Leaving out all images, write out the records that follow exactly.

SUPPLIED MATERIAL
|---|
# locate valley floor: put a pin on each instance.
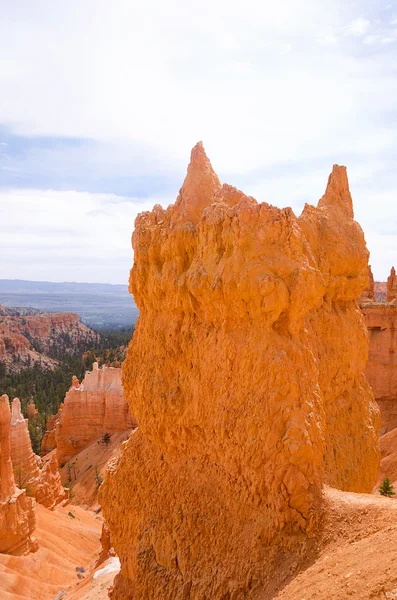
(69, 540)
(356, 555)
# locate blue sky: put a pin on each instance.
(101, 103)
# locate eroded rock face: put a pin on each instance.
(48, 442)
(90, 409)
(245, 376)
(381, 368)
(41, 480)
(24, 461)
(392, 286)
(49, 491)
(17, 516)
(368, 294)
(32, 411)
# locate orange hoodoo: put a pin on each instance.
(245, 376)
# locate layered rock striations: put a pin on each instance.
(245, 376)
(40, 480)
(368, 294)
(91, 409)
(17, 516)
(392, 286)
(48, 442)
(24, 461)
(381, 368)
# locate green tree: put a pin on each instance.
(386, 489)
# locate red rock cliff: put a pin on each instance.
(392, 286)
(17, 516)
(43, 482)
(245, 375)
(381, 369)
(91, 409)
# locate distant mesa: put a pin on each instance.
(90, 409)
(245, 375)
(26, 339)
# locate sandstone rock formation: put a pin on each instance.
(245, 376)
(381, 368)
(50, 491)
(392, 286)
(368, 294)
(32, 411)
(25, 462)
(48, 442)
(41, 480)
(89, 410)
(17, 517)
(27, 338)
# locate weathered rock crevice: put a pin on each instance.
(245, 376)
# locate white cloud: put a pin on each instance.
(262, 84)
(67, 236)
(359, 26)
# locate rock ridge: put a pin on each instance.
(245, 377)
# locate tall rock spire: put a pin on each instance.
(392, 286)
(201, 183)
(337, 193)
(368, 294)
(17, 516)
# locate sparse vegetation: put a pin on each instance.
(47, 388)
(98, 478)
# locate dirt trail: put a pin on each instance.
(357, 552)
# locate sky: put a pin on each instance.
(101, 103)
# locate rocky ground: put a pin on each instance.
(69, 544)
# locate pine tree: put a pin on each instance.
(386, 489)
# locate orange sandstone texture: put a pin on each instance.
(24, 461)
(48, 442)
(41, 480)
(245, 376)
(17, 516)
(381, 368)
(368, 294)
(32, 411)
(392, 286)
(89, 410)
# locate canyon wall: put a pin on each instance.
(41, 480)
(48, 442)
(90, 409)
(381, 368)
(17, 516)
(245, 376)
(24, 461)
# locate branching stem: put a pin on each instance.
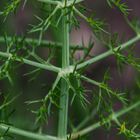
(64, 96)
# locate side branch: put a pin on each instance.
(111, 117)
(108, 53)
(32, 63)
(46, 43)
(27, 134)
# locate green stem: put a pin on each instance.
(108, 53)
(63, 112)
(32, 63)
(50, 1)
(27, 134)
(112, 117)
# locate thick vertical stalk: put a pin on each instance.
(64, 97)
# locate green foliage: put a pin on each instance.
(120, 5)
(72, 88)
(9, 8)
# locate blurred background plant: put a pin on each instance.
(31, 33)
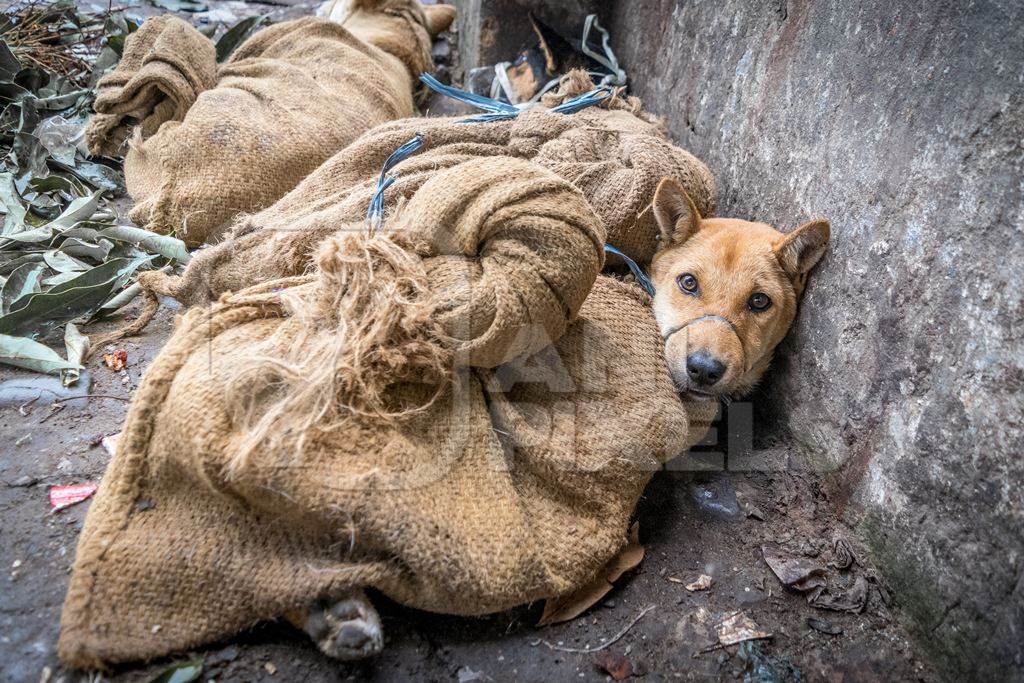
|---|
WRITTEN SOLUTION
# locate valley floor: put a pin on each instance.
(69, 540)
(356, 555)
# locate blue sky: put a pin on each instance.
(101, 103)
# locate eroded rock face: put a pin on each instance.
(48, 442)
(90, 409)
(245, 376)
(381, 368)
(41, 480)
(24, 461)
(392, 286)
(49, 491)
(17, 516)
(368, 294)
(32, 411)
# locate orange hoodoo: put a pin on each instance.
(245, 376)
# locate layered rock striations: put a pin on each instance.
(245, 376)
(40, 480)
(368, 294)
(91, 409)
(17, 516)
(392, 286)
(48, 442)
(24, 461)
(381, 368)
# locate green tree: put a pin on each instance.
(386, 489)
# locate red rock cliff: put a pin on each instance.
(392, 286)
(17, 516)
(43, 482)
(245, 375)
(381, 369)
(91, 409)
# locate distant mesa: put a pin on each instance.
(90, 409)
(245, 375)
(26, 339)
# locate sandstone rock formation: put a pin on each instance.
(245, 376)
(381, 368)
(50, 491)
(392, 286)
(368, 294)
(32, 411)
(25, 462)
(48, 442)
(41, 480)
(89, 410)
(17, 517)
(27, 338)
# locate weathered rock crevice: put a pin on each instance.
(245, 376)
# locate white cloud: put a pin on each instance.
(262, 84)
(67, 236)
(359, 26)
# locate rock ridge: put a pin on each instance.
(245, 377)
# locate tall rock spire: put a pin on each instance.
(392, 286)
(201, 183)
(337, 193)
(368, 294)
(17, 516)
# locate sparse vegetation: put a pin on each instance.
(47, 388)
(98, 478)
# locate dirt trail: put a pin on each instance.
(357, 552)
# locate sky: put a pin on each instance.
(101, 103)
# locate rocky ground: put a pin on each instance.
(69, 544)
# locate pine tree: put a pin on each instance.
(386, 489)
# locate orange sandstone texture: put a pin on each instance.
(24, 461)
(48, 442)
(41, 480)
(245, 376)
(17, 516)
(381, 368)
(368, 294)
(32, 411)
(392, 286)
(89, 410)
# locate canyon wall: put a pin on each instance.
(41, 480)
(48, 442)
(90, 409)
(381, 368)
(17, 516)
(245, 376)
(24, 461)
# locate branching stem: put a pin on each instance.
(64, 96)
# locate side branch: put a pin on each instance.
(111, 117)
(108, 53)
(32, 63)
(46, 43)
(27, 134)
# locate green stem: put a pin on each instance.
(108, 53)
(63, 112)
(32, 63)
(50, 1)
(27, 134)
(112, 117)
# locate thick vertical stalk: put a pin on each instance.
(64, 97)
# locate green foliage: put a pin on each instance.
(120, 5)
(72, 88)
(9, 8)
# locate blurred background plant: put a pin on each instance.
(31, 33)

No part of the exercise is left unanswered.